**** Input data ****

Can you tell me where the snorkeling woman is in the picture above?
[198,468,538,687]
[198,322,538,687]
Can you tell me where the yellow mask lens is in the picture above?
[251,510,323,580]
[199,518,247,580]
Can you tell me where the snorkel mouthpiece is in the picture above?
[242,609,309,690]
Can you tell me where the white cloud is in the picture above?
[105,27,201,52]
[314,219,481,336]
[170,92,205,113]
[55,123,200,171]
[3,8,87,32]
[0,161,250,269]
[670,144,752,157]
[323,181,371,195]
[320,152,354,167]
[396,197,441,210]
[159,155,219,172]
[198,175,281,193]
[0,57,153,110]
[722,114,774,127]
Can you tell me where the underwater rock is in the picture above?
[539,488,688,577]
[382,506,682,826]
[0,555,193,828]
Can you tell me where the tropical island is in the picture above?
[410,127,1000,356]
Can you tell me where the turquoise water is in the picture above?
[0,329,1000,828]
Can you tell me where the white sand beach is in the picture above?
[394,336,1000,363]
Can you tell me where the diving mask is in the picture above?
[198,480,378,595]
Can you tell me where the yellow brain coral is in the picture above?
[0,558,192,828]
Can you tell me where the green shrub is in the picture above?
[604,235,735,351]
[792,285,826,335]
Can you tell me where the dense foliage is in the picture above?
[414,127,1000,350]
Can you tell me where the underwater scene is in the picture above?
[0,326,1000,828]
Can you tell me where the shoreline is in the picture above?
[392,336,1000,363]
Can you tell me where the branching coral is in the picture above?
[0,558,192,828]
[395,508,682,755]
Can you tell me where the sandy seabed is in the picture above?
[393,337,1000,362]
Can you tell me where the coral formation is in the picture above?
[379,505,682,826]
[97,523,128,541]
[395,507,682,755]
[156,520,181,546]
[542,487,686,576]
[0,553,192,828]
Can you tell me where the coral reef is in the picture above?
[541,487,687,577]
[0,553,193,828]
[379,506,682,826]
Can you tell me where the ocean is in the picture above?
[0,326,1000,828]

****

Prompt »
Repeat the material above in full, quoting it exactly.

Exercise answer »
Can you tell me where the snorkeling woman is in the picture above?
[198,468,538,687]
[198,322,538,687]
Can you tell me where the yellow mask lens is in the picture above?
[251,510,323,580]
[199,518,247,580]
Can you tell me where the snorkel mouthpiece is in the picture above?
[242,609,309,690]
Can you tell me where the white cloud is in the picture above?
[105,27,201,52]
[314,219,481,336]
[170,92,205,113]
[55,123,200,171]
[3,8,87,32]
[0,161,250,269]
[670,144,752,157]
[323,181,371,195]
[320,152,354,167]
[396,197,441,210]
[159,155,219,172]
[198,175,281,193]
[0,57,153,110]
[722,114,774,127]
Can you tell me where the underwater rock is in the picture above?
[539,488,688,577]
[382,506,682,826]
[0,555,193,828]
Can you tell me where the tropical island is in the picture above?
[410,127,1000,356]
Can you tell me where the turquoise water is in the picture above?
[0,329,1000,828]
Can you tell me where the white sand beach is in the picture above?
[394,336,1000,363]
Can you tell me where the diving mask is in the picture above?
[198,480,378,595]
Can you tell me where the yellow brain coral is in the picture above?
[0,558,192,828]
Can you tell me where the green shrub is in the picture above?
[604,235,735,351]
[792,285,826,335]
Can you tell me where the dense foliage is in the picture above?
[414,127,1000,350]
Can you tell me where the underwater scene is in the picture above?
[0,326,1000,828]
Can you tell me where the shoreline is in the picture above?
[392,336,1000,363]
Can you tell me where the branching coral is in the picture above?
[0,558,192,828]
[395,508,682,755]
Can you tell me where the sandy seabed is in the picture above?
[393,337,1000,362]
Can you tell me where the coral formation is in the picture above?
[379,505,682,826]
[97,523,128,541]
[395,507,682,755]
[156,520,181,546]
[542,487,686,576]
[0,553,192,828]
Can you tell me where the coral reef is in the picture above?
[541,487,687,577]
[0,553,193,828]
[379,506,682,826]
Can you tell me where the ocean is in the picture above?
[0,326,1000,828]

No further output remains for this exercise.